# Action item
Apart from the pictures, print the data below exactly as given.

————————

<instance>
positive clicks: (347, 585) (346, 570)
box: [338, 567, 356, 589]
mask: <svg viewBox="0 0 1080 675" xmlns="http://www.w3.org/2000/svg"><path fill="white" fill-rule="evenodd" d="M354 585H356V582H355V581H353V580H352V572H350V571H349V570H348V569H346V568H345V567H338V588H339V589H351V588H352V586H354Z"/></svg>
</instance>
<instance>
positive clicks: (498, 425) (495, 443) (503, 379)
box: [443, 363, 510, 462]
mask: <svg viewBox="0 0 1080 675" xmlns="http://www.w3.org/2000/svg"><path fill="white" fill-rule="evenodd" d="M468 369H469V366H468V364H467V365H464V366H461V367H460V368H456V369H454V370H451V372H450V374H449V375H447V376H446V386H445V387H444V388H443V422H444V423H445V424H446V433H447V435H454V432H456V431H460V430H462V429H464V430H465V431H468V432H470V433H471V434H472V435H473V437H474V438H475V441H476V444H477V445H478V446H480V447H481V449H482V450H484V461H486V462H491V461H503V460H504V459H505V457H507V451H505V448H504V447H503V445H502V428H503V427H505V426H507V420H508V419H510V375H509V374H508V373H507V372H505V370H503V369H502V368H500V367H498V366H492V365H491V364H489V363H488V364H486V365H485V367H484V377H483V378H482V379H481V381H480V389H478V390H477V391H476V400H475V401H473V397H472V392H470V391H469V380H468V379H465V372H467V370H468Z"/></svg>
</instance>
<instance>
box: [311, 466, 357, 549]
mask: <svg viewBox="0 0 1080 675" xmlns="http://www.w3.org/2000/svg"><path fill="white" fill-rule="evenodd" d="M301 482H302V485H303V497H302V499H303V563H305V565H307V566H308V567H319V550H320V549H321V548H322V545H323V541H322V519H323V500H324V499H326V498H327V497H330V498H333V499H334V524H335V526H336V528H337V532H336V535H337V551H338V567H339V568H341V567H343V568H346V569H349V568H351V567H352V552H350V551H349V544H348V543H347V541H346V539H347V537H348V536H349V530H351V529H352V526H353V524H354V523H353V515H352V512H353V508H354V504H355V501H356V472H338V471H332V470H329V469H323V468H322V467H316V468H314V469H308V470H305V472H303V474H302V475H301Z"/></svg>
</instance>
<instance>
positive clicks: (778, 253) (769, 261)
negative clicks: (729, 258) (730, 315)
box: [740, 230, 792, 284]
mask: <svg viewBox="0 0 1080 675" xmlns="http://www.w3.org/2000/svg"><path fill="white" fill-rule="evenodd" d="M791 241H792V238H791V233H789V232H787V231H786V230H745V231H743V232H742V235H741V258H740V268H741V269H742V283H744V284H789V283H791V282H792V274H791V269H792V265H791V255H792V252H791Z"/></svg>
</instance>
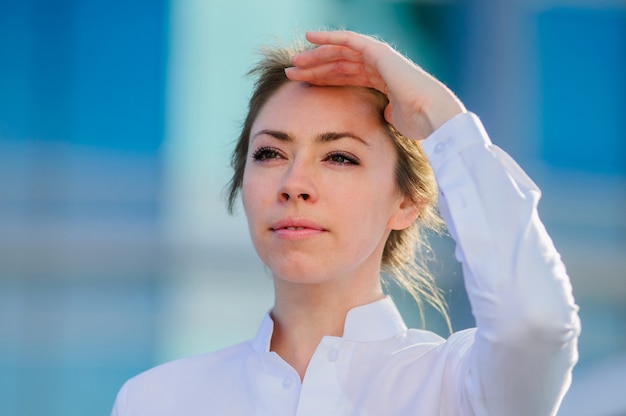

————————

# Response below
<instance>
positive clicks: (347, 585) (346, 570)
box: [338, 567, 356, 589]
mask: <svg viewBox="0 0 1080 675" xmlns="http://www.w3.org/2000/svg"><path fill="white" fill-rule="evenodd" d="M354 585H356V582H355V581H353V580H352V572H350V571H349V570H348V569H346V568H345V567H338V588H339V589H351V588H352V586H354Z"/></svg>
</instance>
<instance>
positive clicks: (498, 425) (495, 443) (503, 379)
box: [443, 363, 510, 462]
mask: <svg viewBox="0 0 1080 675" xmlns="http://www.w3.org/2000/svg"><path fill="white" fill-rule="evenodd" d="M468 369H469V366H468V364H467V365H464V366H461V367H460V368H456V369H454V370H451V372H450V374H449V375H447V376H446V386H445V387H444V388H443V422H444V423H445V424H446V433H447V435H454V432H456V431H460V430H462V429H464V430H465V431H468V432H470V433H471V434H472V435H473V437H474V438H475V441H476V444H477V445H478V446H480V447H481V449H482V450H484V461H486V462H491V461H503V460H504V459H505V457H507V451H505V448H504V447H503V445H502V428H503V427H505V426H507V420H508V419H510V375H509V374H508V373H507V372H505V370H503V369H502V368H500V367H498V366H492V365H491V364H489V363H488V364H486V365H485V367H484V377H483V378H482V379H481V381H480V389H478V390H477V391H476V400H475V401H473V397H472V392H470V391H469V380H468V379H465V372H467V370H468Z"/></svg>
</instance>
<instance>
box: [311, 466, 357, 549]
mask: <svg viewBox="0 0 1080 675" xmlns="http://www.w3.org/2000/svg"><path fill="white" fill-rule="evenodd" d="M301 482H302V485H303V497H302V499H303V563H305V565H307V566H308V567H319V550H320V549H321V548H322V545H323V541H322V519H323V500H324V499H326V498H327V497H330V498H333V499H334V524H335V526H336V528H337V532H336V535H337V551H338V567H339V568H341V567H343V568H346V569H349V568H351V567H352V552H350V551H349V544H348V543H347V541H346V539H347V537H348V536H349V530H351V529H352V526H353V524H354V523H353V515H352V512H353V508H354V504H355V501H356V472H338V471H332V470H329V469H323V468H322V467H316V468H314V469H308V470H305V472H303V474H302V475H301Z"/></svg>
</instance>
<instance>
positive clicks: (778, 253) (769, 261)
negative clicks: (729, 258) (730, 315)
box: [740, 230, 792, 284]
mask: <svg viewBox="0 0 1080 675" xmlns="http://www.w3.org/2000/svg"><path fill="white" fill-rule="evenodd" d="M791 241H792V238H791V233H789V232H787V231H786V230H745V231H743V232H742V235H741V258H740V268H741V269H742V283H744V284H789V283H791V282H792V274H791V269H792V265H791V255H792V252H791Z"/></svg>
</instance>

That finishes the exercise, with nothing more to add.